**REQUIREMENT**
Reproduce the complete listing without any deviation.

**RECORD EXCERPTS**
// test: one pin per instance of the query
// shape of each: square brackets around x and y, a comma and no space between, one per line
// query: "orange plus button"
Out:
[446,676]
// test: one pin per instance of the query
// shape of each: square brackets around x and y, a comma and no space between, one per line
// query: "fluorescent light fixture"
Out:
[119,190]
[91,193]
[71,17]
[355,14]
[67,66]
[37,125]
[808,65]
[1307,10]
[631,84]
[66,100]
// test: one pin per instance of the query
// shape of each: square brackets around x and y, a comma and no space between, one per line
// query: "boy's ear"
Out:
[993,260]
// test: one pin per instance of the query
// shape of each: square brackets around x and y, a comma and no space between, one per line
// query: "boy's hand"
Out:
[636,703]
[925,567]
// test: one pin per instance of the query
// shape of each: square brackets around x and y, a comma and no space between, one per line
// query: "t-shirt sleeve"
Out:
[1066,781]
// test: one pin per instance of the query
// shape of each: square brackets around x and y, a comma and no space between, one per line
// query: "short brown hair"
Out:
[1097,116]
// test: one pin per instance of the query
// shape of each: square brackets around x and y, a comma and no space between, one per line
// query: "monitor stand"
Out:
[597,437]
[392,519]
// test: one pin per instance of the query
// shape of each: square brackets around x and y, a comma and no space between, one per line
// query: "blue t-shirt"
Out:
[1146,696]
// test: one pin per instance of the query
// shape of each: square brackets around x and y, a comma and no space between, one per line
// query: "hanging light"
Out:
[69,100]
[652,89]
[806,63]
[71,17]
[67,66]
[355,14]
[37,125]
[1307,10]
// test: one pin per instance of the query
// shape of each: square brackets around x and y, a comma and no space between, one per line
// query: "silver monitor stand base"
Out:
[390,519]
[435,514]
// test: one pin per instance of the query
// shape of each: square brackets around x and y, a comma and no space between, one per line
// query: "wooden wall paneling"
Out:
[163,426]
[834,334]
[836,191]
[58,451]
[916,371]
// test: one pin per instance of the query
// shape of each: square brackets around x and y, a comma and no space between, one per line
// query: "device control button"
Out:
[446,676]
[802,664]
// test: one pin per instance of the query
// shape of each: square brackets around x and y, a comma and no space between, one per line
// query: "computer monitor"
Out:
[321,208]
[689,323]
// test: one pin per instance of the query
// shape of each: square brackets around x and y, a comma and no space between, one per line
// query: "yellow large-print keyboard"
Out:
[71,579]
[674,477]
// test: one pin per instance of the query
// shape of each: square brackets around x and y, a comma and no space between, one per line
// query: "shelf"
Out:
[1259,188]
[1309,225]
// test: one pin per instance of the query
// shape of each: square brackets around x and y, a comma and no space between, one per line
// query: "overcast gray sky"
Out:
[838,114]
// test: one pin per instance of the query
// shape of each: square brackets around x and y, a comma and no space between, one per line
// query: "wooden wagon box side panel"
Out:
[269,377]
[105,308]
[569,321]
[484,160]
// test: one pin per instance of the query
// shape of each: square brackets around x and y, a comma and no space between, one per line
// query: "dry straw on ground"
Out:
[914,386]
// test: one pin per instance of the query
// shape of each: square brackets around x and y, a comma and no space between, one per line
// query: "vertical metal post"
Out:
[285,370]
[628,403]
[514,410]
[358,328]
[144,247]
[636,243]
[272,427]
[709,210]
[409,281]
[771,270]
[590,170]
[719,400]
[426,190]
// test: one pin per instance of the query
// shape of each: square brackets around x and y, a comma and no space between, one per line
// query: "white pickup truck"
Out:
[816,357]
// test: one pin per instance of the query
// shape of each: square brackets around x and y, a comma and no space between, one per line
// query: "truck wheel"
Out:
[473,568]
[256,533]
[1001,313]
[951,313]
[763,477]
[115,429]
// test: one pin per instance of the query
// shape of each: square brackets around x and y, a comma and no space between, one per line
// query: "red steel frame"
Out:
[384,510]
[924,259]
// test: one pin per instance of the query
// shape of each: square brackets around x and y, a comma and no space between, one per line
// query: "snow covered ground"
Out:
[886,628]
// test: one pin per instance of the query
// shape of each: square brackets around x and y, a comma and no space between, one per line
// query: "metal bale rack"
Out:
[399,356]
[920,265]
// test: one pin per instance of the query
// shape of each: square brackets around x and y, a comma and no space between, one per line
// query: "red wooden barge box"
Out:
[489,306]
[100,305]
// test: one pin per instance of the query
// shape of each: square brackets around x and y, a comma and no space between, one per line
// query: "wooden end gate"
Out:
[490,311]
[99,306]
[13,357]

**EXERCISE ANSWER**
// test: one pin per instance of the query
// shape of each: square brackets around x and y, a comma and no space between, one per line
// query: "orange plus button"
Out:
[446,676]
// test: one pin per instance of the query
// shape of each: square brackets around x and y, a comma and no space between, one per line
// query: "fluorescent light fixture"
Out:
[119,190]
[91,193]
[71,17]
[355,14]
[67,66]
[37,125]
[808,65]
[1307,10]
[631,84]
[66,100]
// test: one pin per instance of the query
// shape of each: square brackets around x and y, a comma and no space between, one per line
// query: "boy's ear"
Out:
[993,260]
// test: one pin per instance of the query
// shape of each: square brackets around x and y, a comma and no space between, one per line
// query: "boy's hand"
Out:
[636,703]
[925,567]
// test: one pin per instance of the query
// shape of each: square brackets around x and y, a comma and no space between, one per line
// query: "t-shirt sleeve"
Out:
[1066,781]
// test: one pin per instance of the query
// shape of each: square brackets around x and y, a comma and no space between, one per line
// query: "short brown hair"
Out:
[1097,116]
// test: one pin per instance of the query
// shape of each: square brackets around x and y, a comma and no space between, one per line
// query: "monitor stand"
Out:
[597,437]
[392,519]
// test: one pin per instance of the query
// shape of each: square brackets around x and y, a comma and no space between, one per line
// query: "blue t-shirt"
Out:
[1146,696]
// test: one pin per instance of the query
// shape of each: square brackets around x and y, a comma and no space between, one per line
// query: "hanging light"
Out:
[69,100]
[652,89]
[806,63]
[71,17]
[67,66]
[355,14]
[37,125]
[1307,10]
// test: one pin per instance of the query
// shape of each: square brackets around x and y, a comma and no space between, one per line
// query: "silver monitor stand base"
Out:
[390,519]
[435,514]
// test: one pin per instance of the query
// shape of each: square brackets around x and y, a comma and no space between, one per line
// query: "wooden wall paneling"
Out:
[163,426]
[834,334]
[836,191]
[58,451]
[916,371]
// test: one pin per instance of the query
// shape of each: square brackets around x and y, a comma and no space between, one per line
// query: "device control button"
Out:
[446,676]
[802,664]
// test: one pin per instance of the query
// shape of each: square brackets around x and y, a comma and no space between, one per line
// query: "computer monitor"
Out:
[321,208]
[689,323]
// test: one pin per instance of the query
// shape of each: square brackets around x and y, a comma and no space between, one per line
// query: "yellow large-print keyboard"
Out:
[71,579]
[674,477]
// test: one pin per instance of the query
// shape of each: square brackets around x and y, a comma and no space between, one per line
// query: "shelf"
Out:
[1259,188]
[1309,225]
// test: one pin per instance of the query
// shape of each: square brackets around x and y, a comma and no space between, one per line
// query: "overcast gray sky"
Out:
[838,114]
// test: one pin per instance of the query
// shape of each: square brackets around x and y, a comma and no space between, one per line
// query: "wooden wagon box side panel"
Out:
[269,377]
[105,308]
[569,321]
[484,160]
// test: one pin per instance of the query
// shape of each: square brackets around x and y, a comma and no space between, one per line
// query: "dry straw on ground"
Out:
[914,386]
// test: one pin per instance of the query
// shape of each: square brackets around x and y, a comma and no space between, one per line
// query: "vertical metal post"
Out:
[285,370]
[628,403]
[514,410]
[358,328]
[144,247]
[636,243]
[272,427]
[709,210]
[409,281]
[771,270]
[590,170]
[719,400]
[426,190]
// test: one pin per instance of the query
// shape of each: square brackets around x and y, a comma and no space between, one per line
// query: "white pickup truck"
Out:
[816,357]
// test: one pin per instance of the query
// shape of each: square brackets around x and y, a comma and no space between, one per line
// query: "truck wheel"
Out:
[473,568]
[256,533]
[1001,313]
[951,313]
[763,477]
[115,429]
// test: one pin per instance of the query
// shape of each: square brackets around x and y, a comma and no space between, one per line
// query: "red steel frame"
Out:
[384,510]
[924,259]
// test: one pin per instance of the query
// shape of each: square brackets around x and y, a comma and no space between, one per line
// query: "snow covered ground"
Out:
[886,628]
// test: one pin per instance of the query
// shape of each: square brackets around x and y, a comma and no space between, one per line
// query: "metal bale rack"
Out:
[399,356]
[920,265]
// test: one pin per instance of the query
// shape of each: square brackets around x and y, a comma and no space between, one per line
// query: "red wooden barge box"
Out:
[489,306]
[100,305]
// test: one pin per instance of the query
// shape of each: square brackets around x and y, a comma and no space between, one per line
// query: "wooden end gate"
Out:
[490,311]
[99,306]
[13,357]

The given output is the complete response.